━━━ Materials provided

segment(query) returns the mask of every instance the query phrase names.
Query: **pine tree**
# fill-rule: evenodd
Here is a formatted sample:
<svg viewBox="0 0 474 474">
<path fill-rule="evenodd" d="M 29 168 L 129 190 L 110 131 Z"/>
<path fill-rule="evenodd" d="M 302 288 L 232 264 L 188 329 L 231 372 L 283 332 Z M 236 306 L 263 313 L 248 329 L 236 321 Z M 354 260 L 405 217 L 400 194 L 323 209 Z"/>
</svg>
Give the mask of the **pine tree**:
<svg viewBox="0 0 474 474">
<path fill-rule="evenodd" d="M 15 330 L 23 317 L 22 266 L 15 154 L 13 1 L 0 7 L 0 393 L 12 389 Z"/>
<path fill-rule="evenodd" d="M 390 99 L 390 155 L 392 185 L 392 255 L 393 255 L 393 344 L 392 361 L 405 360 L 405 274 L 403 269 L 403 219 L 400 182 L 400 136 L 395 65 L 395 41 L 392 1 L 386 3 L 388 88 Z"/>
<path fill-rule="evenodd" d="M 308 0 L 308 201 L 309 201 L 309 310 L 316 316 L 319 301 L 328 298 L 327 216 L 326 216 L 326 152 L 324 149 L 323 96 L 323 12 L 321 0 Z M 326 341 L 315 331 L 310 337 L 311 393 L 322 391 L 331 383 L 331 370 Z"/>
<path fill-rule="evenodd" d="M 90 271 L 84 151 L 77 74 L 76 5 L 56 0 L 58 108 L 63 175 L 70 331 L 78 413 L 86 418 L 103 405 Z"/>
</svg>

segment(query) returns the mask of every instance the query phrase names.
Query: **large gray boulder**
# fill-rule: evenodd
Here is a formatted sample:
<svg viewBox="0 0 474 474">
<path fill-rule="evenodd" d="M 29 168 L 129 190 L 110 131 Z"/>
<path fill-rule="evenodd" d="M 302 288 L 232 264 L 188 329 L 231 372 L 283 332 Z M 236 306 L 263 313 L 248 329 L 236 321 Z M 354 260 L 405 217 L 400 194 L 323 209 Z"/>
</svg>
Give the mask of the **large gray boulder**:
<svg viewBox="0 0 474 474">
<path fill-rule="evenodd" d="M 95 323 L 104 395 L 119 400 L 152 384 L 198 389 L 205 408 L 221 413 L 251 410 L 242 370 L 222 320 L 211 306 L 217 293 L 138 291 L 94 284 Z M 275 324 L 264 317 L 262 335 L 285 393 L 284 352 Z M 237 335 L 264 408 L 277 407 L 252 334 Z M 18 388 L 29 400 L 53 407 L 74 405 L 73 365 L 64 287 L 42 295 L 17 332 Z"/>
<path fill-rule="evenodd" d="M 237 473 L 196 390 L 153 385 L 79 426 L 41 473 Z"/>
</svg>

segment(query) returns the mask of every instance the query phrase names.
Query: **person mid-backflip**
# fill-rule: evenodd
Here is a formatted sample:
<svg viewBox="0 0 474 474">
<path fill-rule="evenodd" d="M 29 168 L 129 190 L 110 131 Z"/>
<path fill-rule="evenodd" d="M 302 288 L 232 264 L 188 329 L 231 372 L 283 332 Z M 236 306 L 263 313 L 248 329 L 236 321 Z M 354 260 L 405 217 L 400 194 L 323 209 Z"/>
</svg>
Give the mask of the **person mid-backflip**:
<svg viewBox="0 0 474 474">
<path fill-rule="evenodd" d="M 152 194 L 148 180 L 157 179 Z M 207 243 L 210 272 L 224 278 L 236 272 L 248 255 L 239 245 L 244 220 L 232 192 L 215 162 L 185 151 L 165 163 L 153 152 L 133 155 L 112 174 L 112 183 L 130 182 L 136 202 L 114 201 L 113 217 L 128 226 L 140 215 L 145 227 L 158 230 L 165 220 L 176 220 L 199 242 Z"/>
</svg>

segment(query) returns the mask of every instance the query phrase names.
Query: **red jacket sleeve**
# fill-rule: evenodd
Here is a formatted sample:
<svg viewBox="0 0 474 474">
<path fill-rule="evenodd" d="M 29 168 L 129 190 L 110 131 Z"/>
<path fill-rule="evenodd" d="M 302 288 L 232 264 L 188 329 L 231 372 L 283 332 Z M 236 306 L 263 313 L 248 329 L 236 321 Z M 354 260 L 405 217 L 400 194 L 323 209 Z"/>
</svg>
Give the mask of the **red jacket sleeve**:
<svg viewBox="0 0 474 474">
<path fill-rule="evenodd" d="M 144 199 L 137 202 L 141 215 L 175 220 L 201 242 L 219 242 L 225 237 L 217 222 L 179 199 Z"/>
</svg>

━━━━━━

About this task - Make an exact copy of the listing shown above.

Solution to the problem -
segment(query) returns the mask of every instance the query phrase names.
Query: **pine tree**
# fill-rule: evenodd
Here is a formatted sample:
<svg viewBox="0 0 474 474">
<path fill-rule="evenodd" d="M 29 168 L 129 190 L 110 131 Z"/>
<path fill-rule="evenodd" d="M 302 288 L 232 264 L 188 329 L 231 372 L 283 332 Z M 236 306 L 263 313 L 248 329 L 236 321 Z M 354 260 L 405 217 L 400 194 L 323 209 Z"/>
</svg>
Give the mask of the **pine tree**:
<svg viewBox="0 0 474 474">
<path fill-rule="evenodd" d="M 15 330 L 23 317 L 22 266 L 15 154 L 13 1 L 0 7 L 0 393 L 12 389 Z"/>
<path fill-rule="evenodd" d="M 390 99 L 390 155 L 392 185 L 392 255 L 393 255 L 393 344 L 392 361 L 405 360 L 405 274 L 403 269 L 403 219 L 400 182 L 400 136 L 395 65 L 395 41 L 392 1 L 386 3 L 388 88 Z"/>
<path fill-rule="evenodd" d="M 308 0 L 308 201 L 309 201 L 309 310 L 316 316 L 319 301 L 328 298 L 327 216 L 326 216 L 326 152 L 324 149 L 323 96 L 323 12 L 321 0 Z M 326 341 L 315 331 L 310 337 L 311 393 L 322 391 L 331 383 L 331 370 Z"/>
<path fill-rule="evenodd" d="M 90 271 L 84 151 L 77 74 L 76 5 L 56 0 L 58 108 L 63 175 L 70 331 L 78 413 L 86 418 L 103 405 Z"/>
</svg>

segment(query) returns the mask of every instance the query phrase names.
Query: **large gray boulder**
# fill-rule: evenodd
Here is a formatted sample:
<svg viewBox="0 0 474 474">
<path fill-rule="evenodd" d="M 29 168 L 129 190 L 110 131 Z"/>
<path fill-rule="evenodd" d="M 302 288 L 232 264 L 188 329 L 231 372 L 283 332 Z M 236 306 L 263 313 L 248 329 L 236 321 Z M 354 260 L 405 217 L 400 194 L 323 209 Z"/>
</svg>
Give the mask of the **large gray boulder**:
<svg viewBox="0 0 474 474">
<path fill-rule="evenodd" d="M 95 323 L 104 395 L 119 400 L 152 384 L 198 389 L 205 408 L 221 413 L 251 410 L 242 370 L 222 320 L 211 306 L 217 293 L 138 291 L 94 284 Z M 275 324 L 264 317 L 262 335 L 285 393 L 284 352 Z M 237 335 L 264 408 L 277 407 L 252 334 Z M 18 388 L 29 400 L 53 407 L 74 405 L 73 365 L 64 287 L 42 295 L 17 332 Z"/>
<path fill-rule="evenodd" d="M 237 473 L 196 390 L 153 385 L 79 426 L 41 473 Z"/>
</svg>

segment(query) returns the mask of every instance the query phrase names.
Query: **person mid-backflip**
# fill-rule: evenodd
Here is a formatted sample:
<svg viewBox="0 0 474 474">
<path fill-rule="evenodd" d="M 29 168 L 129 190 L 110 131 Z"/>
<path fill-rule="evenodd" d="M 302 288 L 232 264 L 188 329 L 231 372 L 283 332 Z M 236 306 L 263 313 L 248 329 L 236 321 Z M 354 260 L 405 217 L 400 194 L 323 209 Z"/>
</svg>
Give the mask of the **person mid-backflip**:
<svg viewBox="0 0 474 474">
<path fill-rule="evenodd" d="M 152 194 L 148 180 L 157 179 Z M 207 243 L 210 272 L 224 278 L 236 272 L 248 255 L 239 245 L 244 220 L 232 192 L 215 162 L 185 151 L 165 163 L 153 152 L 133 155 L 112 174 L 112 183 L 130 182 L 136 202 L 114 201 L 113 217 L 128 226 L 140 215 L 145 227 L 158 230 L 165 220 L 176 220 L 199 242 Z"/>
</svg>

segment(query) returns the mask of every instance the query phrase names.
Query: **red jacket sleeve**
# fill-rule: evenodd
Here is a formatted sample:
<svg viewBox="0 0 474 474">
<path fill-rule="evenodd" d="M 29 168 L 129 190 L 110 131 Z"/>
<path fill-rule="evenodd" d="M 302 288 L 232 264 L 188 329 L 231 372 L 283 332 Z M 236 306 L 263 313 L 248 329 L 236 321 Z M 354 260 L 405 217 L 400 194 L 323 209 Z"/>
</svg>
Give the mask of the **red jacket sleeve**:
<svg viewBox="0 0 474 474">
<path fill-rule="evenodd" d="M 144 199 L 137 202 L 141 215 L 175 220 L 201 242 L 219 242 L 225 237 L 217 222 L 179 199 Z"/>
</svg>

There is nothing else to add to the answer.